TASK DESCRIPTION:
Transcribe the records below exactly as they appear.

RECORDS SHOWN:
#####

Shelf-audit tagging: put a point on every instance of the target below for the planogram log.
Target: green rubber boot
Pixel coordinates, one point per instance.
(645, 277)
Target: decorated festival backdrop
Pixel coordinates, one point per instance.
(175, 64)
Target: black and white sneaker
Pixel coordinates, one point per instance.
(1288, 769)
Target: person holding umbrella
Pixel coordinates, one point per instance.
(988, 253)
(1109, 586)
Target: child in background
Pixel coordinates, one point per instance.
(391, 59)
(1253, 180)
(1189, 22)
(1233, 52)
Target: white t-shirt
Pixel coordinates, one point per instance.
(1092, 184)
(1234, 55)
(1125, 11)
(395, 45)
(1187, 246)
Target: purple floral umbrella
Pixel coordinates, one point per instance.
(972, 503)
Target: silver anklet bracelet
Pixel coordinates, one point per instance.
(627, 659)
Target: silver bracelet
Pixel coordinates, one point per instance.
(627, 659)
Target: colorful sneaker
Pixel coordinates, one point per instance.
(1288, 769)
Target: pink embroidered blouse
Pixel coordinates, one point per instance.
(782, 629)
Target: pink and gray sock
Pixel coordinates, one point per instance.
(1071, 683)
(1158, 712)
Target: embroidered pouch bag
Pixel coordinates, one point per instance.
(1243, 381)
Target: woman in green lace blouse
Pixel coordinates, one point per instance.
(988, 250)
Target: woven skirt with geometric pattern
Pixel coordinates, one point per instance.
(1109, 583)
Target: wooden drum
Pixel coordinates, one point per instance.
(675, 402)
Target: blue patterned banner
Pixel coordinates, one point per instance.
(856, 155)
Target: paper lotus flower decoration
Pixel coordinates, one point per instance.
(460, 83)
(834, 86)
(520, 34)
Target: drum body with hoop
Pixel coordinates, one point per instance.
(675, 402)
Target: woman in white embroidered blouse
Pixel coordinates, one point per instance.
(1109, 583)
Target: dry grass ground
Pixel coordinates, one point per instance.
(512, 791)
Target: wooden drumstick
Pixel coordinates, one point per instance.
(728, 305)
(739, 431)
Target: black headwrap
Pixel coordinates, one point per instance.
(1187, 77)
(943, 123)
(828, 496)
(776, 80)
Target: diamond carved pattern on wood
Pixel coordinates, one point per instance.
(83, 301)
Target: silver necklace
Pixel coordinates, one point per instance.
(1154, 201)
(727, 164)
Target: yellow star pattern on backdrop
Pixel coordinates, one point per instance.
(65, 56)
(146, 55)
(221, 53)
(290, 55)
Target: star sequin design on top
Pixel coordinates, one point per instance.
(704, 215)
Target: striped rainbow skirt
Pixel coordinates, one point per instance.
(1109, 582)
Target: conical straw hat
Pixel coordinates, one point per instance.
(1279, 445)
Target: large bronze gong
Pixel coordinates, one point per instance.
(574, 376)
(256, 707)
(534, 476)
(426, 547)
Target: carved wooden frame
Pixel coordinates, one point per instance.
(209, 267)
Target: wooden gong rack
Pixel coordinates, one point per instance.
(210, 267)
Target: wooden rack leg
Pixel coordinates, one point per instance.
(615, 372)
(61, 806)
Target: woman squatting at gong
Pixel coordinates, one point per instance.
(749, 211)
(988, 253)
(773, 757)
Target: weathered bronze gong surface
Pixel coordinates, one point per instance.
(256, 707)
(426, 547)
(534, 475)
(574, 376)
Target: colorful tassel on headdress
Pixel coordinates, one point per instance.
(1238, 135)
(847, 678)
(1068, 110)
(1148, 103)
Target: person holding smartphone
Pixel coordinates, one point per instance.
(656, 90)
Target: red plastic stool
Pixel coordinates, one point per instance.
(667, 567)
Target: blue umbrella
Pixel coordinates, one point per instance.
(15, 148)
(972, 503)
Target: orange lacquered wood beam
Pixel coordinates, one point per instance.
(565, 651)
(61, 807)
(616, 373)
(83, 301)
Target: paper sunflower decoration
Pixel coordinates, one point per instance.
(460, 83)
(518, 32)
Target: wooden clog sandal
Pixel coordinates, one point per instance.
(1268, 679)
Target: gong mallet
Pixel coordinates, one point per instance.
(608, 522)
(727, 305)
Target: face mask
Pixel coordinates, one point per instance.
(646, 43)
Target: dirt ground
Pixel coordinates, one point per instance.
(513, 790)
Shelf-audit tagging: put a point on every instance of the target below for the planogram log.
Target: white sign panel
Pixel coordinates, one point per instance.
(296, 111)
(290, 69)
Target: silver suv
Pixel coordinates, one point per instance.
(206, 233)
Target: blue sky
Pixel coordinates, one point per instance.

#####

TASK SOLUTION:
Shelf-audit tagging: put a point on every instance of the target below for the planogram log.
Target: green rubber boot
Pixel coordinates, one point per instance.
(645, 277)
Target: decorated festival backdrop
Pixel coordinates, one point per instance.
(175, 64)
Target: black and white sneaker
Pixel coordinates, one point per instance.
(1288, 769)
Target: person holding umbrella
Pixel coordinates, one point per instance.
(988, 253)
(1109, 586)
Target: child in background
Pixel coordinates, one point per instance.
(391, 59)
(1253, 180)
(1189, 22)
(1233, 52)
Target: white t-shirt
Pixel coordinates, one point per instance.
(1092, 184)
(1234, 55)
(1125, 11)
(395, 45)
(1187, 246)
Target: purple floral umbrella
Pixel coordinates, one point per instance.
(972, 503)
Target: silver anklet bracelet
Pixel coordinates, one point per instance.
(627, 659)
Target: silver bracelet
Pixel coordinates, one point per instance.
(627, 659)
Target: colorful sneaker
Pixel coordinates, one point per instance.
(1288, 769)
Target: pink embroidered blouse
Pixel coordinates, one point per instance.
(782, 629)
Target: pink and gray sock
Pixel coordinates, one point per instance.
(1071, 683)
(1158, 712)
Target: embroidered pouch bag
Pixel coordinates, one point per instance.
(1243, 381)
Target: woman in green lace blouse
Pixel coordinates, one point per instance.
(988, 250)
Target: woven skirt with geometric pattern
Pixel coordinates, one point per instance.
(1109, 583)
Target: wooden drum
Pixel coordinates, one point per instance.
(675, 402)
Target: blue patterned banner
Pixel coordinates, one point per instance.
(856, 155)
Target: paper lotus flower decoration
Pixel coordinates, one point per instance.
(460, 83)
(834, 86)
(520, 34)
Target: drum body with hoop
Pixel coordinates, one point per instance.
(675, 402)
Target: woman in white embroidered blouse
Pixel coordinates, one point per instance.
(1109, 583)
Target: dry grass ground
Pixel coordinates, one point per instance.
(512, 791)
Target: wooden drumstick
Pixel coordinates, one point per instance.
(728, 305)
(739, 431)
Target: black headwrap
Pixel coordinates, one point per instance.
(1187, 77)
(943, 123)
(828, 496)
(776, 80)
Target: diamond carved pattern on wood
Pixel coordinates, one point per instance.
(83, 301)
Target: silver necklace
Pixel coordinates, one point per instance.
(1154, 201)
(727, 164)
Target: yellow star pattern on backdrop
Pixel coordinates, one point per instance.
(65, 56)
(146, 55)
(221, 53)
(290, 55)
Target: star sequin design on top
Pixel coordinates, one point per instance.
(704, 215)
Target: striped rainbow skirt
Pixel coordinates, one point per instance.
(1109, 582)
Target: conical straw hat
Pixel coordinates, one point per instance.
(1279, 445)
Target: large bronze gong
Pixel coordinates, one point per instance.
(574, 376)
(256, 707)
(534, 476)
(426, 547)
Target: carved wooden frame
Pixel coordinates, one point per instance.
(209, 267)
Target: wooden gong rack
Pixel coordinates, one point per instance.
(210, 267)
Target: wooden rack leg
Pixel coordinates, one point per instance.
(615, 372)
(61, 806)
Target: woman squatting at gong
Pixel coordinates, one point per instance.
(749, 211)
(988, 253)
(773, 757)
Target: weathered bronze gong surface
Pixel coordinates, one point per instance.
(256, 707)
(426, 547)
(534, 475)
(574, 376)
Target: colorful tassel on headdress
Pixel coordinates, one point per instance.
(1238, 135)
(847, 678)
(1068, 110)
(1148, 103)
Target: person holding smartphone
Pixel coordinates, one point per instance.
(656, 90)
Target: red plastic stool
Pixel coordinates, one point per instance.
(667, 567)
Target: blue umbrella
Pixel coordinates, one point per instance.
(15, 148)
(972, 503)
Target: orange lacquered wood beam
Pixel coordinates, one point per instance.
(565, 651)
(61, 807)
(616, 373)
(83, 301)
Target: paper sunflower decoration
Pixel coordinates, one point per instance.
(460, 83)
(518, 32)
Target: wooden clog sandal
Pixel coordinates, one point per instance.
(1268, 679)
Target: gong mallet
Pixel coordinates, one point per instance.
(608, 522)
(727, 305)
Target: face mask
Pixel coordinates, one point per instance.
(646, 43)
Target: dirt ground
Pixel coordinates, one point per instance.
(513, 790)
Shelf-audit tagging: put a point on every instance of the target below for the planogram log.
Target: white sign panel
Pixel coordinates, one point per instance.
(296, 111)
(290, 69)
Target: silver suv
Pixel coordinates, one point per instance.
(206, 233)
Target: blue sky
Pixel coordinates, one point per instance.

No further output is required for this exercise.